=== RECORD SET ===

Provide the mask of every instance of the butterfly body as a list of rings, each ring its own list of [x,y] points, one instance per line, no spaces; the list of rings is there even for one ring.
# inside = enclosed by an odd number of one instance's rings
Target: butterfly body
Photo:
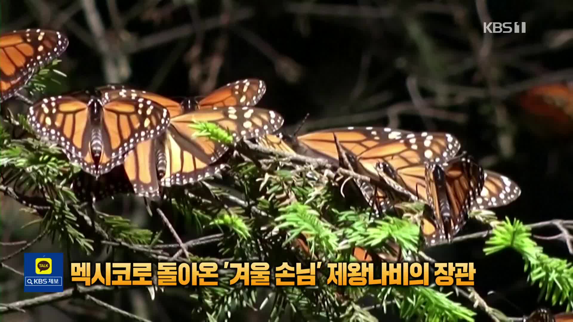
[[[126,93],[110,97],[105,89],[46,97],[28,113],[38,136],[96,177],[120,164],[138,143],[160,135],[169,120],[153,101]]]
[[[124,168],[135,193],[154,198],[158,195],[160,186],[193,183],[224,167],[218,160],[229,147],[198,135],[199,131],[194,127],[198,122],[215,123],[228,130],[234,143],[280,128],[284,121],[280,115],[250,107],[258,102],[265,88],[262,81],[243,80],[229,83],[201,99],[185,98],[175,101],[154,93],[114,86],[115,92],[110,95],[117,96],[117,91],[134,93],[164,106],[170,116],[163,133],[140,143],[127,156]],[[248,100],[243,96],[249,97]],[[245,106],[229,105],[241,103]]]
[[[573,322],[573,312],[568,312],[553,314],[545,308],[534,311],[529,316],[524,319],[525,322]]]

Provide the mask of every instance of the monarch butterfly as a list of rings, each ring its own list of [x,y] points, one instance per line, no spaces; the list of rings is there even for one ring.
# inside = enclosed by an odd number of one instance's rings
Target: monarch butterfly
[[[97,178],[80,171],[72,179],[69,186],[79,200],[92,202],[112,198],[117,194],[134,193],[121,167],[116,167]]]
[[[111,93],[100,88],[44,98],[30,107],[28,121],[36,134],[62,147],[72,162],[99,176],[169,123],[167,109],[154,101],[135,93]]]
[[[521,190],[511,179],[491,170],[484,171],[484,189],[476,198],[472,210],[505,206],[517,199]]]
[[[68,37],[43,29],[0,35],[0,102],[13,96],[43,66],[68,47]]]
[[[186,100],[189,111],[227,106],[254,106],[266,91],[265,82],[246,78],[230,83],[205,97]]]
[[[356,163],[358,155],[366,150],[383,142],[399,139],[411,132],[390,128],[372,127],[337,128],[312,132],[296,138],[267,135],[258,140],[258,144],[268,148],[291,152],[296,150],[301,154],[326,158],[333,164],[339,166],[341,156],[335,138],[347,153],[351,162]],[[287,144],[288,143],[288,144]],[[289,144],[293,147],[291,148]],[[290,150],[290,151],[289,151]],[[366,174],[358,170],[362,174]],[[385,189],[375,189],[370,184],[353,179],[363,195],[375,211],[383,211],[395,197],[392,192]],[[399,188],[399,187],[396,187]],[[373,196],[376,196],[374,198]]]
[[[246,89],[241,95],[252,95],[253,91],[264,93],[262,81],[257,81],[259,85],[254,89],[248,80],[239,83]],[[189,99],[178,103],[153,93],[125,88],[120,90],[134,92],[160,103],[169,111],[171,116],[170,124],[164,134],[156,139],[139,144],[126,158],[124,166],[136,194],[156,197],[159,184],[170,187],[191,183],[223,168],[223,164],[215,162],[228,147],[207,138],[196,136],[198,131],[192,127],[196,122],[211,122],[228,129],[236,142],[274,131],[282,126],[284,119],[273,111],[247,106],[221,107],[222,104],[232,102],[230,99],[222,99],[221,95],[224,89],[233,88],[234,84],[238,83],[231,83],[216,90],[214,92],[215,96],[211,97],[210,95],[196,104]],[[237,95],[233,93],[231,94]],[[256,104],[261,96],[252,96],[254,98],[249,101]],[[242,97],[237,99],[240,101]],[[207,103],[211,104],[209,107],[202,105]]]
[[[385,176],[384,180],[392,189],[357,183],[365,197],[378,206],[380,210],[385,210],[394,201],[409,199],[421,199],[433,207],[433,214],[426,213],[421,225],[426,241],[430,244],[451,238],[461,228],[465,222],[470,203],[482,189],[482,170],[470,159],[456,160],[453,165],[444,166],[445,169],[439,165],[453,158],[461,146],[451,134],[415,133],[389,128],[350,127],[312,132],[297,137],[296,142],[315,156],[325,156],[336,163],[339,156],[335,137],[354,159],[357,172],[375,179],[379,179],[383,174]],[[272,138],[261,140],[260,143],[273,144]],[[274,146],[277,146],[276,141]],[[428,163],[436,166],[426,169]],[[460,170],[464,170],[464,175],[458,175]],[[426,175],[428,174],[429,175]],[[439,175],[439,178],[437,180],[434,175]],[[448,186],[450,183],[469,183],[470,185],[454,187]],[[429,198],[428,190],[431,187],[436,190],[436,184],[440,185],[437,190],[439,197],[434,199],[445,205],[441,209],[433,205]],[[452,189],[456,194],[450,191]],[[444,194],[444,189],[450,194]],[[393,190],[399,193],[394,193]]]
[[[451,241],[465,224],[470,207],[484,186],[484,170],[462,155],[442,164],[426,164],[427,203],[433,215],[425,213],[422,232],[426,244],[445,238]]]
[[[573,313],[566,312],[554,315],[545,308],[535,310],[525,319],[525,322],[573,322]]]
[[[539,134],[567,135],[573,132],[573,88],[571,83],[534,87],[520,95],[517,104],[534,116],[531,120],[531,127]]]

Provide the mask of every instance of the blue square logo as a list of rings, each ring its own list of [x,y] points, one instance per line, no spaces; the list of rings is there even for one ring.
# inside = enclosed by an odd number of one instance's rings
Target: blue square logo
[[[63,253],[24,253],[24,292],[63,291]]]

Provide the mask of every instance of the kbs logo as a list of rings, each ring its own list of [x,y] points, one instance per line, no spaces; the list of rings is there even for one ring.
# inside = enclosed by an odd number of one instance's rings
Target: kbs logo
[[[484,33],[525,33],[525,22],[484,22]]]
[[[36,258],[36,274],[52,274],[52,258]]]

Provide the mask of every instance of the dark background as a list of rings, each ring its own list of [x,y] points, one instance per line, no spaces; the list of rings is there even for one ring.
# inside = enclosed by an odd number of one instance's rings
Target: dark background
[[[448,132],[482,166],[506,174],[521,187],[516,202],[495,210],[499,218],[517,218],[527,223],[572,218],[568,204],[573,192],[570,183],[573,140],[569,134],[573,120],[564,113],[559,119],[541,118],[517,104],[523,91],[533,86],[573,76],[568,69],[573,54],[572,2],[2,0],[0,3],[2,32],[42,28],[60,30],[69,37],[58,66],[68,77],[58,78],[61,85],[50,84],[48,93],[120,83],[167,96],[193,96],[238,79],[259,78],[268,87],[259,105],[281,113],[287,132],[307,113],[303,132],[388,124]],[[486,10],[477,9],[483,7]],[[110,14],[116,10],[119,16]],[[103,32],[87,17],[101,22]],[[482,22],[488,19],[526,22],[527,33],[486,35]],[[573,96],[569,99],[555,108],[573,111]],[[6,104],[18,108],[21,103]],[[33,238],[33,231],[20,227],[33,217],[16,213],[17,204],[7,198],[1,200],[2,238]],[[115,214],[148,223],[139,201],[123,201],[121,207],[123,213]],[[486,228],[469,223],[462,233]],[[547,253],[571,258],[563,243],[538,241]],[[519,256],[507,251],[485,257],[483,246],[477,240],[436,248],[430,253],[442,261],[474,261],[476,289],[490,305],[508,316],[528,314],[537,307],[539,289],[528,286]],[[50,247],[40,245],[34,250]],[[10,262],[21,268],[18,260]],[[0,270],[0,302],[22,298],[19,277]],[[488,296],[490,290],[497,295]],[[144,290],[112,297],[112,304],[154,320],[178,320],[178,315],[185,313],[181,307],[173,309],[167,303],[172,299],[162,299],[160,294],[152,304]],[[66,304],[68,311],[81,307],[72,304]],[[564,309],[553,308],[556,312]],[[76,316],[64,315],[64,311],[44,306],[29,311],[32,315],[12,313],[2,318],[74,319]],[[104,319],[101,314],[94,312],[92,319]]]

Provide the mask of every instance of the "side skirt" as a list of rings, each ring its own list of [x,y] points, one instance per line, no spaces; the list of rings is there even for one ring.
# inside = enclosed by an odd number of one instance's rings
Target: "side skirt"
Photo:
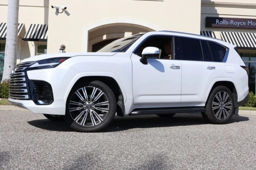
[[[196,107],[179,107],[156,108],[141,108],[134,109],[130,115],[170,114],[182,113],[204,112],[206,111],[204,106]]]

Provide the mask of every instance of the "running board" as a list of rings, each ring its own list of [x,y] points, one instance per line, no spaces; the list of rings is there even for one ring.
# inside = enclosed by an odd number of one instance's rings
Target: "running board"
[[[129,115],[143,115],[182,113],[204,112],[205,111],[205,108],[204,106],[141,108],[134,109]]]

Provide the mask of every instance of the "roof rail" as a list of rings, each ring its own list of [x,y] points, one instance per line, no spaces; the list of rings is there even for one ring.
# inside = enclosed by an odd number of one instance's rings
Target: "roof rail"
[[[198,34],[196,34],[194,33],[183,33],[182,32],[179,32],[178,31],[166,31],[166,30],[163,30],[163,31],[159,31],[159,32],[167,32],[168,33],[182,33],[184,34],[187,34],[188,35],[196,35],[196,36],[200,36],[201,37],[206,37],[208,38],[213,38],[214,40],[217,39],[219,40],[220,40],[219,39],[218,39],[217,38],[215,38],[213,37],[208,37],[207,36],[204,36],[204,35],[199,35]]]

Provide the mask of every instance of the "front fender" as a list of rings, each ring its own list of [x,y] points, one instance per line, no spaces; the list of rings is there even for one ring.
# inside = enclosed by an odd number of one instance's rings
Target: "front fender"
[[[123,97],[124,97],[124,102],[125,102],[127,99],[127,96],[126,94],[127,93],[131,92],[126,92],[123,84],[121,82],[121,80],[116,75],[113,73],[106,71],[87,71],[86,72],[82,72],[77,74],[74,77],[69,83],[64,95],[64,100],[65,102],[67,101],[68,97],[70,91],[71,91],[71,89],[77,80],[81,78],[89,76],[105,76],[110,77],[114,79],[116,81],[120,88],[121,92],[123,94]]]

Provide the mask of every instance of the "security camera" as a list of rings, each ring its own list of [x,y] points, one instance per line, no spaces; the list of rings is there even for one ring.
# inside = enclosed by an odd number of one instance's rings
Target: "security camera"
[[[67,7],[65,6],[61,6],[61,9],[63,10],[64,10],[67,9]]]
[[[52,5],[52,8],[56,8],[56,10],[59,9],[59,6],[58,5]]]

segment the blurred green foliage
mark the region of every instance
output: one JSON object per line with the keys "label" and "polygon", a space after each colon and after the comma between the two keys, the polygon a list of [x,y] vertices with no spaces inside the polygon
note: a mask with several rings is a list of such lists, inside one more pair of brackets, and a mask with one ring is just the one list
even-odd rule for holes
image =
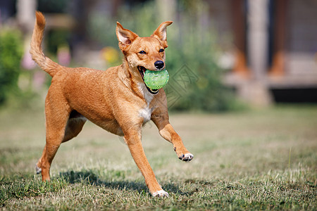
{"label": "blurred green foliage", "polygon": [[[231,90],[221,82],[224,70],[216,64],[216,33],[203,1],[178,1],[168,27],[166,68],[171,77],[166,87],[169,108],[174,110],[220,112],[237,108]],[[156,1],[129,10],[121,8],[118,20],[94,13],[90,20],[93,39],[118,48],[116,21],[139,36],[149,36],[162,21]]]}
{"label": "blurred green foliage", "polygon": [[15,30],[0,31],[0,105],[8,94],[17,87],[23,53],[21,34]]}

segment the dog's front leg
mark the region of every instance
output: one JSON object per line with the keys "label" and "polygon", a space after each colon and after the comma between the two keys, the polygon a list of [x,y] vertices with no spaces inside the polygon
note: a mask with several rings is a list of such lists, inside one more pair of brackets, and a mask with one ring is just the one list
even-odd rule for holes
{"label": "dog's front leg", "polygon": [[135,163],[145,179],[145,183],[153,196],[167,196],[168,193],[164,191],[155,178],[154,172],[145,156],[141,143],[141,133],[130,129],[125,134],[125,140],[129,147]]}
{"label": "dog's front leg", "polygon": [[169,122],[168,117],[156,115],[152,117],[152,120],[158,127],[160,135],[173,143],[174,151],[178,158],[187,162],[192,160],[194,155],[185,147],[182,139]]}

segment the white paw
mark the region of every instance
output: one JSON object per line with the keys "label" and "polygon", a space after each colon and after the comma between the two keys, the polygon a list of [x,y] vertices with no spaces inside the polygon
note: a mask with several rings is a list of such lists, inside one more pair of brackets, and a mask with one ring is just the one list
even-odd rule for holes
{"label": "white paw", "polygon": [[39,174],[39,173],[42,172],[42,169],[39,167],[37,167],[37,165],[35,165],[35,170],[37,171],[37,174]]}
{"label": "white paw", "polygon": [[153,193],[153,197],[169,197],[168,193],[163,190]]}
{"label": "white paw", "polygon": [[182,156],[178,158],[182,160],[182,161],[189,162],[190,160],[192,160],[192,158],[194,158],[194,155],[191,153],[187,153],[187,154],[182,155]]}

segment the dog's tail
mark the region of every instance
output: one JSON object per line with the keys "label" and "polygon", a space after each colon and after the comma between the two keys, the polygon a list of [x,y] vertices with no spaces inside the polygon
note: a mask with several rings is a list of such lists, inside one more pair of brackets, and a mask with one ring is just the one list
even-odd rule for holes
{"label": "dog's tail", "polygon": [[54,77],[56,72],[61,69],[61,65],[52,61],[49,58],[46,57],[42,49],[42,41],[43,40],[43,33],[45,27],[45,18],[41,12],[35,13],[37,20],[32,34],[31,49],[30,53],[32,58],[43,69]]}

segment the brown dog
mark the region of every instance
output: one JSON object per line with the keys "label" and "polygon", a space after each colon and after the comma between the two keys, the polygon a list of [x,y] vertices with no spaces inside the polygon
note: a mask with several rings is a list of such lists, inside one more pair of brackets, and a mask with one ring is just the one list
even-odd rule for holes
{"label": "brown dog", "polygon": [[30,53],[39,67],[52,77],[45,101],[46,142],[36,166],[37,172],[42,172],[42,180],[49,180],[51,163],[61,143],[76,136],[88,119],[123,136],[151,193],[168,196],[145,157],[141,136],[142,125],[152,120],[161,136],[173,143],[180,160],[193,158],[168,122],[164,91],[152,90],[143,81],[147,69],[165,68],[166,27],[172,21],[162,23],[149,37],[139,37],[117,23],[116,32],[123,62],[101,71],[63,67],[46,57],[41,46],[45,18],[40,12],[36,13],[36,18]]}

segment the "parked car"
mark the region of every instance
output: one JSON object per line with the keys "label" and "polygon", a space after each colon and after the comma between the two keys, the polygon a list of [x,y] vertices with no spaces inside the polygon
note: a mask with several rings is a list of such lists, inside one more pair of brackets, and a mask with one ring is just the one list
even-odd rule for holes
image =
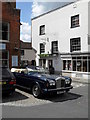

===

• TASK STATEMENT
Can you write out the items from the line with "segment the dog's tail" up to and including the final line of the items, both ends included, leaving the pictures out of your answer?

• WRITTEN ANSWER
segment the dog's tail
mark the region of every instance
output: one JSON object per line with the keys "label" and "polygon", a space after each colon and after the comma between the two keys, the polygon a list of [x,y] vertices with no spaces inside the polygon
note: a mask with several rings is a list of such lists, inside one more pair of brackets, and a mask with one ring is just the one list
even-odd rule for holes
{"label": "dog's tail", "polygon": [[54,77],[56,72],[61,69],[61,65],[52,61],[49,58],[46,57],[42,49],[42,41],[43,40],[43,33],[45,27],[45,18],[41,12],[35,13],[37,20],[32,34],[31,49],[30,53],[32,58],[43,69]]}

segment the brown dog
mark the region of every instance
output: one JSON object per line with the keys "label" and "polygon", a space after each colon and after the comma between the two keys, the polygon a list of [x,y] vertices with no spaces inside the polygon
note: a mask with several rings is a list of such lists, inside one more pair of brackets, and a mask with one ring is just the one list
even-odd rule for holes
{"label": "brown dog", "polygon": [[30,53],[39,67],[52,77],[45,101],[46,142],[36,166],[37,172],[42,172],[42,180],[49,180],[51,163],[61,143],[76,136],[88,119],[123,136],[151,193],[168,196],[145,157],[141,136],[142,125],[152,120],[161,136],[173,143],[180,160],[193,158],[168,122],[164,91],[152,90],[143,81],[147,69],[165,68],[166,27],[172,21],[162,23],[149,37],[139,37],[117,23],[116,32],[123,62],[101,71],[63,67],[46,57],[41,46],[45,18],[40,12],[36,13],[36,18]]}

segment the "parked car"
mark the region of every instance
output: one JSON object per line with the keys "label" and "polygon", a space after each colon and after the comma between the two keys, the polygon a list of [x,y] vertices with no spaces inside the polygon
note: a mask with several rings is a list of such lists, inside one more pair of brackets, and a mask with one ring is just the one list
even-odd rule for holes
image =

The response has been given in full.